**What you are asked to do**
Quote the entries that follow exactly, leaving none out.

**Records to use**
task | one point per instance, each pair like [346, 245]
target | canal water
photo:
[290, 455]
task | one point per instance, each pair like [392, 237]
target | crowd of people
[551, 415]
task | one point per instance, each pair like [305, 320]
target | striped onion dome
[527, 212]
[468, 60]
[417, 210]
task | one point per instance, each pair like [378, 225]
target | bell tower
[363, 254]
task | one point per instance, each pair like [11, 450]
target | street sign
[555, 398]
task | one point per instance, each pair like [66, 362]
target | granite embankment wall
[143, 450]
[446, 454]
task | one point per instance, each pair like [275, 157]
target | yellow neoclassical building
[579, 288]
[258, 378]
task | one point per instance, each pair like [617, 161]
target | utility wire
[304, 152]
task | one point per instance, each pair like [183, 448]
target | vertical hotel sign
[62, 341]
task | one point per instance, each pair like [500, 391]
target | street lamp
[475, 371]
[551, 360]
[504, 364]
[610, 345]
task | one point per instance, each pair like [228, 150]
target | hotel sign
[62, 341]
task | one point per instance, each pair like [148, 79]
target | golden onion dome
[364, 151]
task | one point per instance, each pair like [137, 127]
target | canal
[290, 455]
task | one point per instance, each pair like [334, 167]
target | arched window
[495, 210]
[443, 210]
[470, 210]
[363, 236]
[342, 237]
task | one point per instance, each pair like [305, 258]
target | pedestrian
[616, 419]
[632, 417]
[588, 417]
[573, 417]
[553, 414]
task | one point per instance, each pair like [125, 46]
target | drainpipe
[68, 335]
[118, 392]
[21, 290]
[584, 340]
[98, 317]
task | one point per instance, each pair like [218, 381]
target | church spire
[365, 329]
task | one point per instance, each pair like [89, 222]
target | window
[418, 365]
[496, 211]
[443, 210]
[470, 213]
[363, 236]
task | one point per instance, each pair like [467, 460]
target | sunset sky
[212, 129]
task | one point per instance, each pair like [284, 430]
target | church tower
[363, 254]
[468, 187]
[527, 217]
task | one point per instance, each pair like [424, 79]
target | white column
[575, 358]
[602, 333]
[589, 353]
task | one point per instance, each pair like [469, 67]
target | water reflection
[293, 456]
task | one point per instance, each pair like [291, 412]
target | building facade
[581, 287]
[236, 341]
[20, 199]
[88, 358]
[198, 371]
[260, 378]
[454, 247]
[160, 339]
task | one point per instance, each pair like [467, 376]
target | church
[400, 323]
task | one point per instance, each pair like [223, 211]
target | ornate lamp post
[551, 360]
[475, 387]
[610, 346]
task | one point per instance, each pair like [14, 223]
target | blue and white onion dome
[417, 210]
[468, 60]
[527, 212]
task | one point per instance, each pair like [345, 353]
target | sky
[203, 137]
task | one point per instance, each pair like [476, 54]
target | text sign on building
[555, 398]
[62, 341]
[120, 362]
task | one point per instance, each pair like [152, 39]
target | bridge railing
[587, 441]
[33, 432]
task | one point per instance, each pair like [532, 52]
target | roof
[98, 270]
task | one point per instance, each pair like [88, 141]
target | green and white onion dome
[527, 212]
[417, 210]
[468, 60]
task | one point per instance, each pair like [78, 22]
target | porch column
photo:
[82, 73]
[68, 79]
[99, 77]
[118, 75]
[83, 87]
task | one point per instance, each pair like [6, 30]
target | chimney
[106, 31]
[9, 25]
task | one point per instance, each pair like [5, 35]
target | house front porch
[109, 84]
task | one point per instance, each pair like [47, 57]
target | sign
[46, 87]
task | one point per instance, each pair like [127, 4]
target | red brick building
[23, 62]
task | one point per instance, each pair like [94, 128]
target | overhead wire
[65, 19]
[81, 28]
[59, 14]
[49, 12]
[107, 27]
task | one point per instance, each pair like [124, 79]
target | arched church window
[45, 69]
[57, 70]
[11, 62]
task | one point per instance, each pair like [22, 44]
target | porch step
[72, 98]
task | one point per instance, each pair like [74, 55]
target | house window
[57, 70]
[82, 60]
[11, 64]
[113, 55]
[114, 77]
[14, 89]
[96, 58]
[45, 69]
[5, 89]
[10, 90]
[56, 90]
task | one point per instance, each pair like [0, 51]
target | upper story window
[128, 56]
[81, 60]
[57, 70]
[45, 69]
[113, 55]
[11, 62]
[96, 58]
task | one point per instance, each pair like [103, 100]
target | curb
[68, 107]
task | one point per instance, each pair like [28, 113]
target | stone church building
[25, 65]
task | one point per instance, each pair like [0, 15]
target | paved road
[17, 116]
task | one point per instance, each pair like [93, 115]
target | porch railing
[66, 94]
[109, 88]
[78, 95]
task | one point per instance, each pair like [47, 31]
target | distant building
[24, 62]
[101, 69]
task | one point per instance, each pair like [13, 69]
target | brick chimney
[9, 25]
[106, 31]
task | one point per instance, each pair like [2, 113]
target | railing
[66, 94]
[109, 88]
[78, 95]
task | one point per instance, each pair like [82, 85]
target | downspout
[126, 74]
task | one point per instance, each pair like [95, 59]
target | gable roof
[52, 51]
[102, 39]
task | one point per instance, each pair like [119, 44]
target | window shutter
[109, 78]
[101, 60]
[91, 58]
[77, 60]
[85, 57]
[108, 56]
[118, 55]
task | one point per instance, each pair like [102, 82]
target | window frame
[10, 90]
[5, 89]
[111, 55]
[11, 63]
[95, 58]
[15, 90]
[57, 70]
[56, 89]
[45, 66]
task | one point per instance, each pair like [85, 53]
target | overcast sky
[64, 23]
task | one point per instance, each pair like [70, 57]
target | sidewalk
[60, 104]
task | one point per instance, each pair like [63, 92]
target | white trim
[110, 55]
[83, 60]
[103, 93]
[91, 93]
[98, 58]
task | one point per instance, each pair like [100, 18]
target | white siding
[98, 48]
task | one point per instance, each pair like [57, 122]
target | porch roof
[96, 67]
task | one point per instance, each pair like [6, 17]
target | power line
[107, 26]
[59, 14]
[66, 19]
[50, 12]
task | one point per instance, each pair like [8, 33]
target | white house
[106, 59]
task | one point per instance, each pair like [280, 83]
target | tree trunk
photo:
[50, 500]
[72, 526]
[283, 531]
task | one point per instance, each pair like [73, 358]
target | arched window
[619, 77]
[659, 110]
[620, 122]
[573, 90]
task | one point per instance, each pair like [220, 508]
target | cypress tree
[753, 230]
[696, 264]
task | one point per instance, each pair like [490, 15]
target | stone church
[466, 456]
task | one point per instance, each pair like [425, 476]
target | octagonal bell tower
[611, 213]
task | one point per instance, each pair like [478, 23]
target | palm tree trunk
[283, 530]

**Answer to this task**
task | one point per instance, each pair like [346, 245]
target | canal water
photo:
[290, 455]
task | one point per instance, each pair like [392, 237]
target | crowd of people
[551, 415]
task | one point per instance, each pair like [305, 320]
target | striped onion dome
[527, 212]
[468, 60]
[417, 210]
task | one point per instance, each pair like [378, 225]
target | bell tower
[363, 254]
task | one point per instance, each pair like [11, 450]
target | street sign
[555, 398]
task | one point per instance, each pair like [66, 362]
target | granite embankment wall
[143, 450]
[446, 454]
task | one point per instance, each pair like [275, 157]
target | yellow neoclassical building
[579, 288]
[258, 378]
task | one point per instance, each pair like [617, 161]
target | utility wire
[304, 152]
task | one point per instance, each pair like [183, 448]
target | vertical hotel sign
[62, 341]
task | one point per instance, each pair like [500, 391]
target | street lamp
[475, 371]
[551, 360]
[504, 364]
[610, 345]
task | one point per instance, each pair like [228, 150]
target | hotel sign
[62, 341]
task | one point per instance, each pair like [148, 79]
target | golden onion dome
[364, 151]
task | one point per instance, each pair like [137, 127]
target | canal
[290, 455]
task | one point per instance, each pair like [334, 167]
target | arched window
[495, 210]
[443, 210]
[470, 210]
[363, 236]
[342, 237]
task | one point per instance, each pair like [305, 258]
target | pedestrian
[616, 419]
[632, 417]
[588, 417]
[573, 417]
[553, 414]
task | one point per instance, each pair like [125, 46]
target | drainpipe
[68, 335]
[118, 392]
[21, 290]
[584, 340]
[98, 317]
task | one point per instance, each pair like [218, 381]
target | church spire
[365, 329]
task | one point per instance, each pair like [89, 222]
target | window
[418, 365]
[496, 211]
[443, 210]
[470, 213]
[363, 236]
task | one point per instance, each pair like [467, 460]
target | sunset sky
[212, 129]
task | one point per instance, each pair like [284, 430]
target | church tower
[363, 254]
[468, 187]
[527, 217]
task | one point per instance, each pair like [424, 79]
target | white column
[575, 358]
[602, 333]
[589, 353]
task | one point per instance, each pair like [469, 67]
target | water reflection
[293, 456]
task | one point per instance, each pair like [291, 412]
target | building facade
[581, 287]
[236, 341]
[20, 199]
[88, 358]
[198, 371]
[260, 378]
[454, 247]
[160, 339]
task | one point per instance, each pair like [467, 376]
target | church
[400, 323]
task | one point per instance, each pair like [223, 211]
target | ornate lamp post
[551, 360]
[475, 387]
[610, 346]
task | one point per instance, each pair like [14, 223]
target | blue and white onion dome
[417, 210]
[468, 60]
[527, 212]
task | one point per instance, each pair like [345, 353]
target | sky
[203, 137]
task | one point per instance, each pair like [476, 54]
target | text sign on building
[555, 398]
[62, 341]
[120, 362]
task | one point per instance, each pair like [152, 39]
target | bridge railing
[587, 441]
[33, 432]
task | one point per instance, each pair like [532, 52]
target | roof
[98, 270]
task | one point per instance, each pair like [88, 141]
target | green and white onion dome
[527, 212]
[417, 210]
[468, 60]
task | one point per instance, each pair like [78, 22]
target | porch column
photo:
[82, 73]
[68, 79]
[99, 77]
[118, 75]
[83, 87]
task | one point per instance, each pair like [6, 30]
target | chimney
[106, 31]
[9, 25]
task | one point per instance, each pair like [5, 35]
target | house front porch
[109, 84]
task | one point per instance, each pair like [47, 57]
target | sign
[46, 87]
task | one point per instance, each pair like [127, 4]
target | red brick building
[23, 62]
task | one point per instance, each pair like [94, 128]
target | overhead wire
[65, 19]
[81, 28]
[59, 14]
[49, 12]
[107, 27]
task | one point per instance, each pair like [124, 79]
target | arched church window
[45, 69]
[57, 70]
[11, 62]
task | one point per instance, each pair like [22, 44]
target | porch step
[72, 98]
task | one point per instance, each pair like [74, 55]
target | house window
[57, 70]
[82, 60]
[11, 64]
[113, 55]
[114, 77]
[14, 89]
[96, 58]
[45, 69]
[5, 89]
[10, 90]
[56, 90]
task | one point per instance, each pair like [0, 51]
target | upper story window
[128, 56]
[81, 60]
[57, 70]
[45, 69]
[113, 55]
[11, 62]
[96, 58]
task | one point per instance, each pair like [103, 100]
target | curb
[68, 107]
task | one point per instance, each pair like [28, 113]
target | stone church building
[25, 65]
task | one point per instance, each pair like [0, 15]
target | paved road
[17, 116]
task | one point per instance, each pair like [93, 115]
target | porch railing
[66, 94]
[109, 88]
[78, 95]
task | one point per instance, each pair like [47, 31]
target | distant building
[24, 62]
[101, 69]
task | one point per instance, each pair like [13, 69]
target | brick chimney
[9, 25]
[106, 31]
task | one point per instance, each pair like [2, 113]
target | railing
[66, 94]
[109, 88]
[78, 95]
task | one point per instance, each pair like [82, 85]
target | downspout
[126, 74]
task | one point per instance, each pair like [95, 59]
target | gable roof
[52, 51]
[102, 39]
task | one point per instance, each pair like [119, 44]
target | window shutter
[109, 78]
[101, 60]
[91, 58]
[77, 60]
[85, 57]
[108, 56]
[118, 55]
task | one point per instance, each pair like [102, 82]
target | window frame
[10, 90]
[5, 89]
[111, 55]
[11, 63]
[95, 58]
[15, 90]
[57, 70]
[56, 89]
[45, 66]
task | one point per instance, each pair like [85, 53]
target | overcast sky
[64, 23]
task | one point per instance, each pair like [70, 57]
target | sidewalk
[60, 104]
task | one point per instance, each pair like [63, 92]
target | white trim
[110, 55]
[83, 60]
[103, 93]
[91, 93]
[98, 58]
task | one point per instance, each pair like [100, 18]
target | white siding
[98, 48]
task | one point per instance, each pair like [57, 122]
target | porch roof
[96, 67]
task | one point per instance, each pair like [6, 17]
target | power line
[107, 26]
[59, 14]
[66, 19]
[50, 12]
task | one point per instance, each pair like [8, 33]
target | white house
[106, 59]
task | one point per instance, each pair like [280, 83]
target | tree trunk
photo:
[50, 500]
[72, 526]
[283, 531]
task | one point per instance, each pair like [73, 358]
target | arched window
[619, 77]
[659, 110]
[620, 122]
[573, 90]
task | one point per instance, each pair like [220, 508]
target | cypress tree
[753, 230]
[696, 264]
task | one point per instance, each pair like [490, 15]
target | stone church
[466, 456]
task | one point per instance, each pair like [425, 476]
target | octagonal bell tower
[611, 213]
task | one point per instance, each pair like [478, 23]
target | palm tree trunk
[283, 530]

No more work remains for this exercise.